Segmentation mask data
Segment Open
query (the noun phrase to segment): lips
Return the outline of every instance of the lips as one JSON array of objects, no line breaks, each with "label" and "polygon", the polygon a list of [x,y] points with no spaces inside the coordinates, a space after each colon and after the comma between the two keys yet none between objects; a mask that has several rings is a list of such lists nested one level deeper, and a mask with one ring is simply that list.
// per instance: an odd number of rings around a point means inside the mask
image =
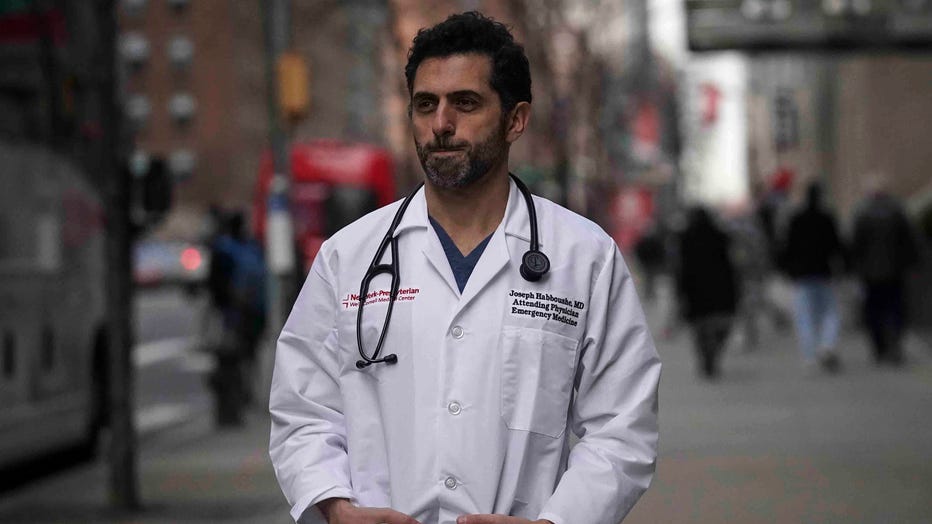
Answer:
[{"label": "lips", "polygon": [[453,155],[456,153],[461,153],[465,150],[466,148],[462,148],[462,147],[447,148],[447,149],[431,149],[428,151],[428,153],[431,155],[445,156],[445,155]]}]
Segment Closed
Segment Open
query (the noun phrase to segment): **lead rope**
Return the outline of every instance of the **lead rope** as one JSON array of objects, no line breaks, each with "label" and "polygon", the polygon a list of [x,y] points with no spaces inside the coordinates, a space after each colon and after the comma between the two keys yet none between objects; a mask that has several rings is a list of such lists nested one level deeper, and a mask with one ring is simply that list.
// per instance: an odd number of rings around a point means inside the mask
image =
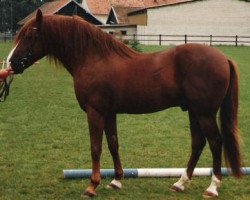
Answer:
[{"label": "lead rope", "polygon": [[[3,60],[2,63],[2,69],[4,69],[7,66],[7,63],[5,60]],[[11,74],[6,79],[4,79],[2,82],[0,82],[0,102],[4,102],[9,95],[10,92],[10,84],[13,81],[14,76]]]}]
Segment Closed
• [What you have to do]
Report how many lines in the data include the string "outline", giving nothing but that number.

• [Solution to this task]
2